§ PROBLEM DESCRIPTION:
Copy exactly, and only, the lines from the line containing "Tag the black catcher's" through the last line of the records below, both included.

(Records contained in a dataset)

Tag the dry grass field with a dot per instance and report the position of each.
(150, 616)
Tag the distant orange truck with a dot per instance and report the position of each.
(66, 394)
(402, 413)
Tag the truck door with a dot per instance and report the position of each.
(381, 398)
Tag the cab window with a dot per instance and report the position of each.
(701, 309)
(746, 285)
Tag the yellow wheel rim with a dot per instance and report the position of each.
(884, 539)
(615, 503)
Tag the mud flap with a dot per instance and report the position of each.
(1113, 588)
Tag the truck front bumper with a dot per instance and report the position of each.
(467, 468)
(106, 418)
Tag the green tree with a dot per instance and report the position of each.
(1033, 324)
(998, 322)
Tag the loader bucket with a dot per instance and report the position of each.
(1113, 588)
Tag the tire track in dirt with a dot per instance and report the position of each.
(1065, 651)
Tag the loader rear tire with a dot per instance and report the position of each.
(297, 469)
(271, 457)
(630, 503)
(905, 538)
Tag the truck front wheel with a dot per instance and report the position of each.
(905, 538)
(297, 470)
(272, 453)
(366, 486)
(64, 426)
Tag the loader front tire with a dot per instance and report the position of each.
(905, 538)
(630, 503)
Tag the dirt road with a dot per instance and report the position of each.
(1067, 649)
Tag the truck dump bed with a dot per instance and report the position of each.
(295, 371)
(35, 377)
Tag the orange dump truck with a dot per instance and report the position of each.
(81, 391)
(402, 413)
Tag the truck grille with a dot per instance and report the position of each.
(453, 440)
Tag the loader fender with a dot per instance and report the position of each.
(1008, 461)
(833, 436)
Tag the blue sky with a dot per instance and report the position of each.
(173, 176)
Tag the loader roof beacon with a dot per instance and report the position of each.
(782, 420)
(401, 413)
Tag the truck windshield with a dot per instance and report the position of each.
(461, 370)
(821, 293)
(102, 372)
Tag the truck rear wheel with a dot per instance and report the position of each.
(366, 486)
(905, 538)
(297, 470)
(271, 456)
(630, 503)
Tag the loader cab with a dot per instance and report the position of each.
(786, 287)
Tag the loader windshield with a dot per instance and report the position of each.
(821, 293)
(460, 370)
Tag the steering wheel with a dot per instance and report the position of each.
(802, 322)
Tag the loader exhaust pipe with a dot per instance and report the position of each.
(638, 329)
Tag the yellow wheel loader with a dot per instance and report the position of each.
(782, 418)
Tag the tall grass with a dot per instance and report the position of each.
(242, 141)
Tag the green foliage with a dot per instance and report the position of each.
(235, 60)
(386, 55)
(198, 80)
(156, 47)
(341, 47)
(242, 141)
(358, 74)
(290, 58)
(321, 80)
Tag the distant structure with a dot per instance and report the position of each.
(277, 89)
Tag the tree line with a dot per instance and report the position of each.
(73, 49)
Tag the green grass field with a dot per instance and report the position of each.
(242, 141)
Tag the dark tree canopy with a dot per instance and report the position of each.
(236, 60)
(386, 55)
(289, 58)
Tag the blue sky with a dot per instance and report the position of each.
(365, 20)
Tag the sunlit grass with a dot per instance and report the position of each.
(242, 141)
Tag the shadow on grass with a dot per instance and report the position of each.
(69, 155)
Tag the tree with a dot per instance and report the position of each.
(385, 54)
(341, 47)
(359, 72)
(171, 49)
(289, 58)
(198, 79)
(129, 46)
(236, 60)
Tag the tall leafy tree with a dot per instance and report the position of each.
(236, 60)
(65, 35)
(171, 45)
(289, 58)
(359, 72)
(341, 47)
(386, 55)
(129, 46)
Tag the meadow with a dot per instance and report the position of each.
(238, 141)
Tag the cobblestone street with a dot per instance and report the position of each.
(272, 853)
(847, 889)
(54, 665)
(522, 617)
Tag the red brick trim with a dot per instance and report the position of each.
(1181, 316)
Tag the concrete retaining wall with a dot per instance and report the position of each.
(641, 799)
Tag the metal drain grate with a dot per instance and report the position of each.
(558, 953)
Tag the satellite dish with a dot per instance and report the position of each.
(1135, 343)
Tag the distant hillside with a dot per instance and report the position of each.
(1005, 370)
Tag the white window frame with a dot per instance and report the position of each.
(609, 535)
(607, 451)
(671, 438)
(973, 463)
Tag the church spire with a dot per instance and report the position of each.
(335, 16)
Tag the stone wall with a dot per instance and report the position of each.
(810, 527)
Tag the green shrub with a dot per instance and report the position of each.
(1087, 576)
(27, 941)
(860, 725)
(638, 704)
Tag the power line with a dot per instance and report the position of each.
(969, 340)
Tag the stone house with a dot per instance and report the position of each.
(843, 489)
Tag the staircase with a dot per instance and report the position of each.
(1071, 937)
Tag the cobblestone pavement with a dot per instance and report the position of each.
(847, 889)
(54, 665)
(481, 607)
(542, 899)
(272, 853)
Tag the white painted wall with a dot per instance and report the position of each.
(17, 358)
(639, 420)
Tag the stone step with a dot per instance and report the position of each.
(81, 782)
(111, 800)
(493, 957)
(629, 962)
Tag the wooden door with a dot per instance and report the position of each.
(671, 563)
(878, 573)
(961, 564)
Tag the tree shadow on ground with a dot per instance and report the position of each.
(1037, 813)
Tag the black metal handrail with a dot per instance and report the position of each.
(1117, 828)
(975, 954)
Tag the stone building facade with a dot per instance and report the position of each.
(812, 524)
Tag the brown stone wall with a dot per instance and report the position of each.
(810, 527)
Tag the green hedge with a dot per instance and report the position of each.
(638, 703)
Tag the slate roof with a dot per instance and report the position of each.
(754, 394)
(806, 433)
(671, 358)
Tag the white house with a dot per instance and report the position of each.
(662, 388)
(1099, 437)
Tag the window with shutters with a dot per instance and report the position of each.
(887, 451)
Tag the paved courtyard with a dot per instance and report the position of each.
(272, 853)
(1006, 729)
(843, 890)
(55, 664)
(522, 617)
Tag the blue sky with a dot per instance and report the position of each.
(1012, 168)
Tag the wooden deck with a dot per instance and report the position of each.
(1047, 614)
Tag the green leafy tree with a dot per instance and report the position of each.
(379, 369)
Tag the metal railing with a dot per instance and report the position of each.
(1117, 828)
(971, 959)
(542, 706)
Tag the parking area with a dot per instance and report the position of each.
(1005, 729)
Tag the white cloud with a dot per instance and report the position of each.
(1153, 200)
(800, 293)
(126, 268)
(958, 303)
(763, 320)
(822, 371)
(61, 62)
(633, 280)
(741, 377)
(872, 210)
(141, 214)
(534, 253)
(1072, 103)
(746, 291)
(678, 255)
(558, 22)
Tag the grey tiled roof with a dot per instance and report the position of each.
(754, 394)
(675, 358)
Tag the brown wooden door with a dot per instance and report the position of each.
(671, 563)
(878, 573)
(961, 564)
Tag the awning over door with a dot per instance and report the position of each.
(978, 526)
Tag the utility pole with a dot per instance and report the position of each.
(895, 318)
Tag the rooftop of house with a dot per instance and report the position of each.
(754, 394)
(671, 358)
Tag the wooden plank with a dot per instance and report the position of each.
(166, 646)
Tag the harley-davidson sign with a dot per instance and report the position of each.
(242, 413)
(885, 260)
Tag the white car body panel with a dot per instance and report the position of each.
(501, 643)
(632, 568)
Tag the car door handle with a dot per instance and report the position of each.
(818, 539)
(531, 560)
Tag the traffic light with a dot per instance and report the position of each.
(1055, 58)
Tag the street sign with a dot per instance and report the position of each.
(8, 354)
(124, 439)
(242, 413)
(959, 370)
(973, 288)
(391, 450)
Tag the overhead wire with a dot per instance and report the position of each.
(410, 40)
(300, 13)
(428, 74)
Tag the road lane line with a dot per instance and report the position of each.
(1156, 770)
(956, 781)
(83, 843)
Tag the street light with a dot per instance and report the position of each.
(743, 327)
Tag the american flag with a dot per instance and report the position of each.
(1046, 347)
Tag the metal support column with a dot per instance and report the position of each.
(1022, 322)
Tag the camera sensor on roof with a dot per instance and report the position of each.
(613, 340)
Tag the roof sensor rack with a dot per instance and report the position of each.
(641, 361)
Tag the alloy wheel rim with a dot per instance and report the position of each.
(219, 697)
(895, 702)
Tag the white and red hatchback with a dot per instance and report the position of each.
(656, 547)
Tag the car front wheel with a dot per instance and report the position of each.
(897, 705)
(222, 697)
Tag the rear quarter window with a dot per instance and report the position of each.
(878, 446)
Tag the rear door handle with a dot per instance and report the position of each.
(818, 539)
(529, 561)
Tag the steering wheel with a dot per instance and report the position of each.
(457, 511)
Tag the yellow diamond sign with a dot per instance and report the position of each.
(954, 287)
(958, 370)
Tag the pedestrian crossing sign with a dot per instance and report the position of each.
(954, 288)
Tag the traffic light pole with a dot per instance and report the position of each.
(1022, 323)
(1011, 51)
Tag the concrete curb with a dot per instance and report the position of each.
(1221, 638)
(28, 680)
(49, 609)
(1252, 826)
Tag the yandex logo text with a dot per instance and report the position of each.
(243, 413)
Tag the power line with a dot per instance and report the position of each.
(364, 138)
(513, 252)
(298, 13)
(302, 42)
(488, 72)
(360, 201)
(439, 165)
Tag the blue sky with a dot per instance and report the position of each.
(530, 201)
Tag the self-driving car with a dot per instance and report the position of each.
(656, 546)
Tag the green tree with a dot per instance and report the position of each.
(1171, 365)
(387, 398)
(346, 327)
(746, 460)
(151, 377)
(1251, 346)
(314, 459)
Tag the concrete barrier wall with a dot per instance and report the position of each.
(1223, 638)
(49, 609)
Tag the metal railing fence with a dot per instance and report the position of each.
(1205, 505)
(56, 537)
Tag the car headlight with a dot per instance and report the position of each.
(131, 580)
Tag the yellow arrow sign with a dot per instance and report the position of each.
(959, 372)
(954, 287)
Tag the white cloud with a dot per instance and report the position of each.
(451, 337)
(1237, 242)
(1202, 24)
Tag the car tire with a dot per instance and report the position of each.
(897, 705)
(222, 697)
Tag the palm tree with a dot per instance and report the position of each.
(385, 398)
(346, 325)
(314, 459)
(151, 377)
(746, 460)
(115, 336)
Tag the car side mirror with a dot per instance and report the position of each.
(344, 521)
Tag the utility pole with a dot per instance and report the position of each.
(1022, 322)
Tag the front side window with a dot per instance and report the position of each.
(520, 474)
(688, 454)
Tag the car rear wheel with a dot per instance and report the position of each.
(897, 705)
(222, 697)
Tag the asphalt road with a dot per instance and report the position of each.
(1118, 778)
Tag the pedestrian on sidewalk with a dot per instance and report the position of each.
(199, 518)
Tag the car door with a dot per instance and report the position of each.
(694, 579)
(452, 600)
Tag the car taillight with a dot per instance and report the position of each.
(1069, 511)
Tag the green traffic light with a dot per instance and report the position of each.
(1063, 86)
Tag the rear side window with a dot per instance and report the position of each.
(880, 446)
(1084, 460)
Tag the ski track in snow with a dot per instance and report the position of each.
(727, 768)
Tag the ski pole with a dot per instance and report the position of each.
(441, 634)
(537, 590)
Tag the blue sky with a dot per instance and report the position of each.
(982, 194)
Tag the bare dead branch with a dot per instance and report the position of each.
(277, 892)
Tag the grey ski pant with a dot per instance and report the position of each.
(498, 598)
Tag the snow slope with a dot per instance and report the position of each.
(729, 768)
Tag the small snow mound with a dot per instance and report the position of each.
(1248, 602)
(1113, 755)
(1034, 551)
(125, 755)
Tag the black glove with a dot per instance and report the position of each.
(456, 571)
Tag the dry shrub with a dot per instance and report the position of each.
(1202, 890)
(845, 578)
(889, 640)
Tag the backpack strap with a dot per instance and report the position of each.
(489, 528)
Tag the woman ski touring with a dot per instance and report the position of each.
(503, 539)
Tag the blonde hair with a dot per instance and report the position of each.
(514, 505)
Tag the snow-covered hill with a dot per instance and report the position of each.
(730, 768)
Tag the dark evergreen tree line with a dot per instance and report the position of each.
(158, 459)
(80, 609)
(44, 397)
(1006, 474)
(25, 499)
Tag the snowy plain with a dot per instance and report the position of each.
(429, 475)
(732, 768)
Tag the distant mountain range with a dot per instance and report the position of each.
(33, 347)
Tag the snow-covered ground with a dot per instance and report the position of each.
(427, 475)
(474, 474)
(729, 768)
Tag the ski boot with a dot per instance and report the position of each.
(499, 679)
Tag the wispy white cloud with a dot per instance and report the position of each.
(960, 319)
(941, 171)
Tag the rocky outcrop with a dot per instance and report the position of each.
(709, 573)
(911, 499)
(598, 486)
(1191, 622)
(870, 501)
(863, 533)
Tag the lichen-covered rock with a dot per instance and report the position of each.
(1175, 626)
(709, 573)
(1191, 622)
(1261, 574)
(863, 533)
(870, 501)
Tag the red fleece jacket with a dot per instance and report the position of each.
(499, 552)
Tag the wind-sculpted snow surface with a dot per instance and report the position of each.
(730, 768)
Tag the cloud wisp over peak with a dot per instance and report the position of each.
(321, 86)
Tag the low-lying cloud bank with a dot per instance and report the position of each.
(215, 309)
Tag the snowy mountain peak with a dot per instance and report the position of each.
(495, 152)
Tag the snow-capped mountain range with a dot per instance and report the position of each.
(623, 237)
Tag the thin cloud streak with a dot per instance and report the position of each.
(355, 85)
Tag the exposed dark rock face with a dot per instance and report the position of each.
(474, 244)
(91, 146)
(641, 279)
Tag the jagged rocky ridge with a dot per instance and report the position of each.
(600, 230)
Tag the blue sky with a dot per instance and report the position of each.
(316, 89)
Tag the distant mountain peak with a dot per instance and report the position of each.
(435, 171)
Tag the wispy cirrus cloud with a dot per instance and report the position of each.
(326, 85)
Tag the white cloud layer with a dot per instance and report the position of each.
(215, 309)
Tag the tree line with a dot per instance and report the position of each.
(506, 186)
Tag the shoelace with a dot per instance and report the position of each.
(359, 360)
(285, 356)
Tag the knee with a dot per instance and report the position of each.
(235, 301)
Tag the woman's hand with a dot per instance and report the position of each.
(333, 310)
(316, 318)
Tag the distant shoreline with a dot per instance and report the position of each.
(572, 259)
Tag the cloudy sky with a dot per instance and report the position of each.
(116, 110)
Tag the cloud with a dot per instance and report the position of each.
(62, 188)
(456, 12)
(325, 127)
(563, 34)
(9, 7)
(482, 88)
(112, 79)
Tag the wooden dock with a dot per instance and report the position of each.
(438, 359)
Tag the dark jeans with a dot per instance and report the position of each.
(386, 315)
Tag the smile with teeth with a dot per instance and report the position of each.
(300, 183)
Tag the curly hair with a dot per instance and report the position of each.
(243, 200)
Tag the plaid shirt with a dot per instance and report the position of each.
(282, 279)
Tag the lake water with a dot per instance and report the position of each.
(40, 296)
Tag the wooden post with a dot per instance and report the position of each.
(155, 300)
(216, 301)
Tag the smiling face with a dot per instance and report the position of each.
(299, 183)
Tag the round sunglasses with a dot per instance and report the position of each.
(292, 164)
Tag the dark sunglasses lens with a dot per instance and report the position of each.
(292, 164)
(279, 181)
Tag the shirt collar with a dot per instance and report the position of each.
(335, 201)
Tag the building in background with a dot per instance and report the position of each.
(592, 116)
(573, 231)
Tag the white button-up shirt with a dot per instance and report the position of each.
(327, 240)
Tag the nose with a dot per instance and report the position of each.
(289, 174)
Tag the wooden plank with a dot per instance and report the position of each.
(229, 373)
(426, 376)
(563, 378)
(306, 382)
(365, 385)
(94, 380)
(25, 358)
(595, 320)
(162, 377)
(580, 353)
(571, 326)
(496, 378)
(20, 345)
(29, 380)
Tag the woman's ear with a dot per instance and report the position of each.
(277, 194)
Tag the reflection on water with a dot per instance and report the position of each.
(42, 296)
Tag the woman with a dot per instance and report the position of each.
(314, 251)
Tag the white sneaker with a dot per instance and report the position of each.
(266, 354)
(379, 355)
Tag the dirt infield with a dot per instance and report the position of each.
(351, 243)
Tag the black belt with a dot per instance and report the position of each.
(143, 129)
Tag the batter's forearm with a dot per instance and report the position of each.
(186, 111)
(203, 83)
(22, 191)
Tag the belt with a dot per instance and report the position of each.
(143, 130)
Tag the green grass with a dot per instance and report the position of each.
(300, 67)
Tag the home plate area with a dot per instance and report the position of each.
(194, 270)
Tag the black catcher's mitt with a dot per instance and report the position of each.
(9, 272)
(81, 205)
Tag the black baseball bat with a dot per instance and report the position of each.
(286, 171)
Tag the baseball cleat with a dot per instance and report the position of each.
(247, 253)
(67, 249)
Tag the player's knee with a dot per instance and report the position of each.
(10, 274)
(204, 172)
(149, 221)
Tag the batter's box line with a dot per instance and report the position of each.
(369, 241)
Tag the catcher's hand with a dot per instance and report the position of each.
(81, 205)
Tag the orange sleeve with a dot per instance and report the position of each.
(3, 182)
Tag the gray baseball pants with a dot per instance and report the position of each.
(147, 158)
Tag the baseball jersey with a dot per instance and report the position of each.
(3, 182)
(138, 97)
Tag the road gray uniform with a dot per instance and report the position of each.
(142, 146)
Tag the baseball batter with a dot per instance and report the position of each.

§ FINAL RESULT:
Tag the black catcher's mitt with a dot per instance and report the position of each.
(9, 272)
(81, 205)
Tag the black baseball bat with a dot per instance and report the position of each.
(286, 171)
Tag the baseball cleat with a dot per instance and report the position of each.
(247, 253)
(67, 249)
Tag the player's knee with a dot per instance and report the position of each.
(10, 274)
(204, 172)
(149, 221)
Tag the batter's box line with a dot per instance and report the position of each.
(369, 241)
Tag the catcher's hand with a dot per instance and report the position of each.
(81, 205)
Tag the orange sleeve with a dot per instance and report the position of each.
(3, 182)
Tag the gray baseball pants with a dot per instance and report the position of each.
(147, 158)
Tag the baseball jersey with a dot per instance and report the position of each.
(3, 182)
(138, 97)
Tag the road gray uniform with a dot per instance and report the position of each.
(142, 146)
Tag the baseball batter with a dot per instance and report the position of each.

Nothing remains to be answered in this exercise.